• 作業依頼 1: 本文から「大関朝の山が、文春砲でやられ」から「びるし、辞任や解任に繋がる。」まで（末尾を含む）の部分を、一字も変えずに抜き出せ。
• 作業依頼 2: 大関朝の山の件を論じた本文の内容を、2文で要約せよ。
• 作業依頼 3: 大関朝の山の件を論じた本文について、最後の文の次から続きを書け。

• 本文:
════════════════════
大関朝の山が、文春砲でやられている。詳しく見る気もないが、自粛期間中、場所前にも関わらずキャバクラに行ったことを暴かれたのだ。今場所、見るからに元気がなさそうで、単に体調の問題には見えなかった。案の定、このような問題があったのだ。
ただし、問題だかどうかの判断は分かれる。自粛は強制ではない。一方、相撲協会には倫理規定がある。行動規範のようなものも定めている。いわば社内ルールのようなものだ。つまり犯罪ではないが、ルール違反という事だ。つまりは、罰するのは協会であり世間ではない。まして文春ではない。
我々サラリーマンが、夜の街に出たことが発覚したら社内ルールに従って処罰されるだろうが、多くの企業で上司が強く叱る程度だろう。首になったりはしない。所謂、げんこつを食らうことになる。国会議員や医師会会長などは「公人」であり、世間の批判を一斉に浴びるし、辞任や解任に繋がる。
ある有名企業では、社員の相互監視が行われ、人事部にタレコミが多数寄せられるらしい。昼食時でも、数人で出かけると問題だと言う。当然、夜の街で見つかれば人事部に報告される。事実左遷された幹部社員もいるらしい。そんな会社は嫌だ。
さて、お相撲さんは「公人」か。芸能人は「公人」か。有名人だが公人としての責任ではない。それより怖いのは、人気が無くなることだ。人気がなければ、食って行けない。辞任・解任と同様の処分?を受けることになる。スポーツ選手はどうか。成績さえ良ければ許される、ものではないが、・・・。
しかし、世間の常識からかけ離れた稽古の日々を送る相撲取りに強い倫理観を要求することに違和感はある。一方、スポーツ選手だから大目に見てもらえるとも思わない。しかし、ことさら事を暴いて、荒立てることに意味があるのか。
════════════════════
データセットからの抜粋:
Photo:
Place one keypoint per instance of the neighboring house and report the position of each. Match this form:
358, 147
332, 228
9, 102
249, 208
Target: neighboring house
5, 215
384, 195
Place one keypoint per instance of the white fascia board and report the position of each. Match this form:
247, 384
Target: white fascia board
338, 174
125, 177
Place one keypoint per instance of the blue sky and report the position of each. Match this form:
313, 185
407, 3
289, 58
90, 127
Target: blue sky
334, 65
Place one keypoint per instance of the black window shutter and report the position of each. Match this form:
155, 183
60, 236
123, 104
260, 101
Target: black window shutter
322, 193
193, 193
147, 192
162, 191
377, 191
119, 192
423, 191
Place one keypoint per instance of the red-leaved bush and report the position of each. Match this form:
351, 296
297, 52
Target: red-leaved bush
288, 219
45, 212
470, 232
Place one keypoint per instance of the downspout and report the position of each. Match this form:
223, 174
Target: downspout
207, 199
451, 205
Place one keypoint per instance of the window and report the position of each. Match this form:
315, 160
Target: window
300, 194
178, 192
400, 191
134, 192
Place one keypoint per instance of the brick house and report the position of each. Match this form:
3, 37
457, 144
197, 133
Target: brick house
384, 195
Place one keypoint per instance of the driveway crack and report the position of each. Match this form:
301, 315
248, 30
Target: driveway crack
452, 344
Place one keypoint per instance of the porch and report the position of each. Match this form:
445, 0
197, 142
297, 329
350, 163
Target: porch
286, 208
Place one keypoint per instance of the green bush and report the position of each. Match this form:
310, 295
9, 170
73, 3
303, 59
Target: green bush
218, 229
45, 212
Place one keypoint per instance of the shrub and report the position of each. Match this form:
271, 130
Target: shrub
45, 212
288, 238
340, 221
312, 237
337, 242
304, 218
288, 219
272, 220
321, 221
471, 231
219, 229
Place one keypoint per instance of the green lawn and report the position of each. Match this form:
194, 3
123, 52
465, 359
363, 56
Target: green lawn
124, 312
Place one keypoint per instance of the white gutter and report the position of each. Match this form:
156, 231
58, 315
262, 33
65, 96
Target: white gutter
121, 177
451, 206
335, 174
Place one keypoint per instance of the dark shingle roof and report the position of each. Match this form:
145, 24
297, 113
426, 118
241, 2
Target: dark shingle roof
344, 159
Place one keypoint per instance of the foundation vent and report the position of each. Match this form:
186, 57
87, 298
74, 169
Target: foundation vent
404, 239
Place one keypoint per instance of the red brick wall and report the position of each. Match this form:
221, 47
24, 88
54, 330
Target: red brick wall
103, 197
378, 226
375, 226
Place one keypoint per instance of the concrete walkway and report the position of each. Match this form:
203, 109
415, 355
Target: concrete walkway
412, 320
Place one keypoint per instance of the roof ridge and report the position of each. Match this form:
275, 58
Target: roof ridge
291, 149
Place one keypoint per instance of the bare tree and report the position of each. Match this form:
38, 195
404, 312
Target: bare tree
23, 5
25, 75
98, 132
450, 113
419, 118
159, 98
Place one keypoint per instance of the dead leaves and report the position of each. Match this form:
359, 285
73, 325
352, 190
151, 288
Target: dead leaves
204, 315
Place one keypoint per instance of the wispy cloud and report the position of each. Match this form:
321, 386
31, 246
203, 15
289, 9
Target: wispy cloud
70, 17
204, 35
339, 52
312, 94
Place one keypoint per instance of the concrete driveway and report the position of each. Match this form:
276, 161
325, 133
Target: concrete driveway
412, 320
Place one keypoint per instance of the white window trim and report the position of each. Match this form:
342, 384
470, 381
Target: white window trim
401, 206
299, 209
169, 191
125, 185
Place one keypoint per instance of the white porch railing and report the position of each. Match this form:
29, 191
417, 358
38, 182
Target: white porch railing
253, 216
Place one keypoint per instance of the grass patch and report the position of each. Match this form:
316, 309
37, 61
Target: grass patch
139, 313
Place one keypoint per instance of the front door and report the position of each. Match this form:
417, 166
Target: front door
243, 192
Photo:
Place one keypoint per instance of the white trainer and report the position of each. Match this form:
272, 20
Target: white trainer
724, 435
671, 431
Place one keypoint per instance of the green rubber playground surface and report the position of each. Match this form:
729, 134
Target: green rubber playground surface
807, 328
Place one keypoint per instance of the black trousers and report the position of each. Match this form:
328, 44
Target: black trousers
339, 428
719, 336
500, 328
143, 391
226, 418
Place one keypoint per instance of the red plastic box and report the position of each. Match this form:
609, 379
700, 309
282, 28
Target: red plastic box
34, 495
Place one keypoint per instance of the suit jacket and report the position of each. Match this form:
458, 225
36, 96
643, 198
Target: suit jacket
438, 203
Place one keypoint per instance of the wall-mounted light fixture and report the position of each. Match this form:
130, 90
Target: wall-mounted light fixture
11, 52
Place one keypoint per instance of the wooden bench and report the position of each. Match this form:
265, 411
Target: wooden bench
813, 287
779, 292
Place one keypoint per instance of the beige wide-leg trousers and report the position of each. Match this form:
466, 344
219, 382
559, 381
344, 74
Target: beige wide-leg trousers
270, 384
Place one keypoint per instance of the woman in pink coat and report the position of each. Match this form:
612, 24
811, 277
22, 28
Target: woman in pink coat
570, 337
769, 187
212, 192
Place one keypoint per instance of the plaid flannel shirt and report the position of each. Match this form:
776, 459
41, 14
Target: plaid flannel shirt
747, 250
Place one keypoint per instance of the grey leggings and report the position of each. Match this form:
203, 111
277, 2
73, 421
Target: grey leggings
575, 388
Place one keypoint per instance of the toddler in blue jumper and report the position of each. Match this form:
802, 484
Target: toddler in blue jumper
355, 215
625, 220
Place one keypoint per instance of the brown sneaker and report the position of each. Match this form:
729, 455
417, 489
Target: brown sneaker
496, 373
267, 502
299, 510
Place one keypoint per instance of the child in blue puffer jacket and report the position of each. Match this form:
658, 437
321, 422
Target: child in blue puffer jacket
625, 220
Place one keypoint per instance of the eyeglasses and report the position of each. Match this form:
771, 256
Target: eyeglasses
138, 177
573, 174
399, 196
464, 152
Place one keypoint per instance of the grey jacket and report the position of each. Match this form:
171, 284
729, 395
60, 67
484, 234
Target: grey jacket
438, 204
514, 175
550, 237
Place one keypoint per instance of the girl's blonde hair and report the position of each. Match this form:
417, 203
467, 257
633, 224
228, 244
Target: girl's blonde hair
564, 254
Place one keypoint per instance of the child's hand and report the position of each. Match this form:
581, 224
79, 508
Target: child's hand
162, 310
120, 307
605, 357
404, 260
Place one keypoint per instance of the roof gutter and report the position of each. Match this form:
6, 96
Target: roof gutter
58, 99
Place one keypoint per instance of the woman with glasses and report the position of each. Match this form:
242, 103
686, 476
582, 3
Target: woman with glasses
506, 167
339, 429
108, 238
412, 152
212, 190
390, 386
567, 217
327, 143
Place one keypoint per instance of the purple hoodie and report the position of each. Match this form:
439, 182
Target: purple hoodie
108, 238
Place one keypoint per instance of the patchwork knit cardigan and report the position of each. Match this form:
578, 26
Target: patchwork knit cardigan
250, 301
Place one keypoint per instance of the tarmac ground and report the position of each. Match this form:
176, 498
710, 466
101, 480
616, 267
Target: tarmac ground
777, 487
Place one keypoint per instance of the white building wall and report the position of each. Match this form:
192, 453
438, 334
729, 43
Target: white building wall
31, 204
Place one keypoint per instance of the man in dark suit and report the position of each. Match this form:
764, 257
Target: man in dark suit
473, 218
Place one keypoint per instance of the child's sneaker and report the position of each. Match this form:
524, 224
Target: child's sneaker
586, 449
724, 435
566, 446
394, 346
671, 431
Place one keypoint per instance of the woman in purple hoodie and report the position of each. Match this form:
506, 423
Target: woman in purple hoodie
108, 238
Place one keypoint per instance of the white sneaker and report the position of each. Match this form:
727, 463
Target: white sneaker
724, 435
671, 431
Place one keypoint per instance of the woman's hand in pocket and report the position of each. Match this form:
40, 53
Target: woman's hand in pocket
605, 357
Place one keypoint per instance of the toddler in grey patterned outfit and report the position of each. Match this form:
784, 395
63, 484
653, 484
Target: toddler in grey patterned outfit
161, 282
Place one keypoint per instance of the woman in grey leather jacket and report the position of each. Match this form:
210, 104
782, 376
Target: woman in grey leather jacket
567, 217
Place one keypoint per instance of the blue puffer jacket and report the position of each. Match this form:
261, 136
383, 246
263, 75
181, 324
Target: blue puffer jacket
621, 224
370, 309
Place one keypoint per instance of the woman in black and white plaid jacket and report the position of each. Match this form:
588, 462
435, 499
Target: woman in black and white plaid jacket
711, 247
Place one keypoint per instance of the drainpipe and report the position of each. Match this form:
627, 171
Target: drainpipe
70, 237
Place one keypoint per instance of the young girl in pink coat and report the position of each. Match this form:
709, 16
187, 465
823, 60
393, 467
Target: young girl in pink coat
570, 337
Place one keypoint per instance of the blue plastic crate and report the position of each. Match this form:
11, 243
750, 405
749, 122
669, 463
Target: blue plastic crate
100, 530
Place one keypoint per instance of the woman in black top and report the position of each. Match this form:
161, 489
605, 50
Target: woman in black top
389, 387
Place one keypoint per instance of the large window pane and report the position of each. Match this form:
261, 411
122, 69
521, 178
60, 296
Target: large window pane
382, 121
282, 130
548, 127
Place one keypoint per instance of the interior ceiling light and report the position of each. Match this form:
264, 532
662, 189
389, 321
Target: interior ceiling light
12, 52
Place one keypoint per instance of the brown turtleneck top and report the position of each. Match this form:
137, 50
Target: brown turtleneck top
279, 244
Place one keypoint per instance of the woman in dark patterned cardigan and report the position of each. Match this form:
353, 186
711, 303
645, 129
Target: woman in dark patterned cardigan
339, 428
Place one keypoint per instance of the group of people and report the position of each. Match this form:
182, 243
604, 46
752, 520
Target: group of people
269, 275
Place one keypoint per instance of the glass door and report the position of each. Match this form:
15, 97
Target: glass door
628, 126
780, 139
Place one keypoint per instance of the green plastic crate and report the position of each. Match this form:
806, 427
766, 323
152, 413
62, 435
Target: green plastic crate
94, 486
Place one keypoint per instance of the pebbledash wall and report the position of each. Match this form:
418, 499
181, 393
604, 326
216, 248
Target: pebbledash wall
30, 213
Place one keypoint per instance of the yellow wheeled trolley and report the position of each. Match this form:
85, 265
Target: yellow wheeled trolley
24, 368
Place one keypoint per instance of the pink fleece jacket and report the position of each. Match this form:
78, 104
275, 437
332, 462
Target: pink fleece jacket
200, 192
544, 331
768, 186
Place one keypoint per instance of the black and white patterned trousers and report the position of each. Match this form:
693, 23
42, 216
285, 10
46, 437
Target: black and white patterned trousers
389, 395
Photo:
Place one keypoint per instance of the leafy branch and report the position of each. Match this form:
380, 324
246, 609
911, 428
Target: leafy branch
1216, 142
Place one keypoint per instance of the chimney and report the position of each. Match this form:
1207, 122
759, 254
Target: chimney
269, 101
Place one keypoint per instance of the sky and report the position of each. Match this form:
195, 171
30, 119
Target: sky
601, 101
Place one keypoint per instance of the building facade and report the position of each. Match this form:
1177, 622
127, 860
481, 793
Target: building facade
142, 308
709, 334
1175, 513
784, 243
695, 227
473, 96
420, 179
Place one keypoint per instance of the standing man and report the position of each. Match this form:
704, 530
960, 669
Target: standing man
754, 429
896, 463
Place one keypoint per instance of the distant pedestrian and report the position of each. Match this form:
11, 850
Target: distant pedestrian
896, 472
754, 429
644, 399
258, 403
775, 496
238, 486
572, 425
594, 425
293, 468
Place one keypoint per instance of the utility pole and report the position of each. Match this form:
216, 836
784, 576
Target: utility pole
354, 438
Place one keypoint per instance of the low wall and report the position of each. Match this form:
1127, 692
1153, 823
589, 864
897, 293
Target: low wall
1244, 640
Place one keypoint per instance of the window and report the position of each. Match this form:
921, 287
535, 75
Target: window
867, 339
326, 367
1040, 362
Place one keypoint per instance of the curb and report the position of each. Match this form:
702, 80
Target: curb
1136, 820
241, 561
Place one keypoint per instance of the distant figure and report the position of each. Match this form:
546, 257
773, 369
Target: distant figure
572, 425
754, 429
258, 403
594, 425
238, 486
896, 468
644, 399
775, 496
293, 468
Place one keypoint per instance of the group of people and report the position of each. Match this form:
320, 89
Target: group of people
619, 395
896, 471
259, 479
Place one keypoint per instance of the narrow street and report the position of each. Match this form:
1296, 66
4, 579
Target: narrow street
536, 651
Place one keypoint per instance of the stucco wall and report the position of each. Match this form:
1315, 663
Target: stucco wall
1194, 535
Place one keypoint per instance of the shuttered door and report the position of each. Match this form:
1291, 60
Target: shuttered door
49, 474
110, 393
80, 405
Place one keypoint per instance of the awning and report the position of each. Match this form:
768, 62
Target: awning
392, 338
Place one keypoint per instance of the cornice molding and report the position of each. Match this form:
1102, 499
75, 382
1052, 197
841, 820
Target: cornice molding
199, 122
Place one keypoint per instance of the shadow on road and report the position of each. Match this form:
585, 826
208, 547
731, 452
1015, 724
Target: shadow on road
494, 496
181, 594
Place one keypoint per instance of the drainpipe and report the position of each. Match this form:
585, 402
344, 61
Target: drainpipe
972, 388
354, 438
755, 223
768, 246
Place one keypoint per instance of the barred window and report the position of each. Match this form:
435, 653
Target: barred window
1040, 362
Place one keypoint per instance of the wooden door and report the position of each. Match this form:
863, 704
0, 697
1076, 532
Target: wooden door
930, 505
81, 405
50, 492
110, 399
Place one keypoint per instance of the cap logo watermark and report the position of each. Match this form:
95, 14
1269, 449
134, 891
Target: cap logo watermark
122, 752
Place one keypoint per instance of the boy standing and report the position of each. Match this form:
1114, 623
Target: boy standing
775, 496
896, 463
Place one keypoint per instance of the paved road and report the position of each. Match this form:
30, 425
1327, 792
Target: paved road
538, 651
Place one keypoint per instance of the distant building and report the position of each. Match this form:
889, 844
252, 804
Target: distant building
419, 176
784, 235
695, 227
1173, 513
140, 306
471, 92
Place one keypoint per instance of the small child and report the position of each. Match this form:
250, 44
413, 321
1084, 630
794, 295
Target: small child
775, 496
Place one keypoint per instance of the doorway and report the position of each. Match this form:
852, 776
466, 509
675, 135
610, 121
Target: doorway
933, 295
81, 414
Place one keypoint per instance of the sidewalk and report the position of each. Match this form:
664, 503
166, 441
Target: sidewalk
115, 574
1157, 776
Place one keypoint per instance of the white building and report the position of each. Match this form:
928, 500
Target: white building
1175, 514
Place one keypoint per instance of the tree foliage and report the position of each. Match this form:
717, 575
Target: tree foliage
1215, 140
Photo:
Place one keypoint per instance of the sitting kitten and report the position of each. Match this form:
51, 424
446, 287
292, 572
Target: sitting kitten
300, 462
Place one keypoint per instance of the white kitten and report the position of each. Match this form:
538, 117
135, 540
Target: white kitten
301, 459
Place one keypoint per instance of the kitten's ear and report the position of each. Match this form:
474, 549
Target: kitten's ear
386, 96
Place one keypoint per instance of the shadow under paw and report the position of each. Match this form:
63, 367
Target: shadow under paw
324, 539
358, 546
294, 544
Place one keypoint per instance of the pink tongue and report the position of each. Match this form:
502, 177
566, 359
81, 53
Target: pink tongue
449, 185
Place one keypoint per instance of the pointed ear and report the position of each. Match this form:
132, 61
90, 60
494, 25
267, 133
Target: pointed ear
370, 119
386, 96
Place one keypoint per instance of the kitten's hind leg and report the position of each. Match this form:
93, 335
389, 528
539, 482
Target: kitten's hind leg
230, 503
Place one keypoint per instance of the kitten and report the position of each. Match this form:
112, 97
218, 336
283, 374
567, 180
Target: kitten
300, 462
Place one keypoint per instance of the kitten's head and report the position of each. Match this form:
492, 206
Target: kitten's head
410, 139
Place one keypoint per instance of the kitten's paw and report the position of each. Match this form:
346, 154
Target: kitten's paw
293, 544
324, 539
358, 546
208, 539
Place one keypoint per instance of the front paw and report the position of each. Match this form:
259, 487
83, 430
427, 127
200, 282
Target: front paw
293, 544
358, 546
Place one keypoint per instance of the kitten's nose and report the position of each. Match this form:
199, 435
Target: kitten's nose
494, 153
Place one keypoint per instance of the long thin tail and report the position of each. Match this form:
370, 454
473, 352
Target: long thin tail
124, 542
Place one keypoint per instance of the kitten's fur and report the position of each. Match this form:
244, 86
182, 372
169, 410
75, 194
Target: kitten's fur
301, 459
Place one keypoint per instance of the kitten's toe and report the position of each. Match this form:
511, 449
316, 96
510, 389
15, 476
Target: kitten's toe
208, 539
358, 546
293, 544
════════════════════
• 解答欄 1:
大関朝の山が、文春砲でやられている。詳しく見る気もないが、自粛期間中、場所前にも関わらずキャバクラに行ったことを暴かれたのだ。今場所、見るからに元気がなさそうで、単に体調の問題には見えなかった。案の定、このような問題があったのだ。
ただし、問題だかどうかの判断は分かれる。自粛は強制ではない。一方、相撲協会には倫理規定がある。行動規範のようなものも定めている。いわば社内ルールのようなものだ。つまり犯罪ではないが、ルール違反という事だ。つまりは、罰するのは協会であり世間ではない。まして文春ではない。
我々サラリーマンが、夜の街に出たことが発覚したら社内ルールに従って処罰されるだろうが、多くの企業で上司が強く叱る程度だろう。首になったりはしない。所謂、げんこつを食らうことになる。国会議員や医師会会長などは「公人」であり、世間の批判を一斉に浴びるし、辞任や解任に繋がる。

• 解答欄 2: 大関朝の山は、自粛期間中で場所前にもかかわらずキャバクラに行ったことを文春に暴かれた。これは犯罪ではなく相撲協会の規定への違反であり、罰するのは協会であって世間でも文春でもないとしたうえで、筆者は力士に強い倫理観を求めることへの違和感を示し、ことさら事を暴いて荒立てることに意味があるのかと問うている。

• 解答欄 3:
先日来、ワクチンを先行接種した市長や町長を非難するなど、世知辛い世の中になったものだ。コロナ禍が長引いて、明らかに人の「許容度」が狭くなっている。自分に甘く、他人に厳しいのだ。大量接種会場での軽微なミスに対して、大仰に謝罪を要求するマスコミには絶望感しかない。
国家権力の暴走や不正をけん制するのは、マスコミの使命ではある。しかし、行政の現場で必死に業務をこなしている公務員を責めても意味はない。国民規模でワクチンを短期間に接種するなどと言う前代未聞の事態に、現場の混乱は想像を越える。
応援・助言してこそマスコミや知識人の役割なのに、現場の公務員をいじめても始まらない。このように、国民みんなの「許容度」が無くなり世知辛い世の中になっている。みんなで考えよう。我々に勇気を与える芸能人・スポーツ選手、医療現場・各省庁の現場職員・地方自治体職員の関係者へのリスペクトと応援する気持ち。
まずは自らの行動に責任を持つ。それが原点だ。